WORK TO BE COMPLETED>
Find each line in the material below that contains the word "track" and copy those lines out.
= = = = =
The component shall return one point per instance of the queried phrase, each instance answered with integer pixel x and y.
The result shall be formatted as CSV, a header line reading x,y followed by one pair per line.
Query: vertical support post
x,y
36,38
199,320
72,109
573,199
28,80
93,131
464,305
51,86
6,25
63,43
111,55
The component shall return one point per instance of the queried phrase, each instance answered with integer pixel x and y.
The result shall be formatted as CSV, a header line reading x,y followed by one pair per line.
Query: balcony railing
= = = = =
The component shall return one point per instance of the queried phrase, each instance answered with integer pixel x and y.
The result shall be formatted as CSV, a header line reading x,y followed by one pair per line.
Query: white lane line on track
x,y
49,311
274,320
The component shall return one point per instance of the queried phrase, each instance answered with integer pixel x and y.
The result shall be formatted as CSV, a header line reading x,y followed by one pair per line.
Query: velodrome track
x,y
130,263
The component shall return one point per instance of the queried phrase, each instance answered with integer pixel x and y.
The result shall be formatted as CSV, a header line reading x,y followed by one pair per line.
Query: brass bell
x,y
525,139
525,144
= = = = =
TASK ANSWER>
Query: white lane line on track
Query: velodrome track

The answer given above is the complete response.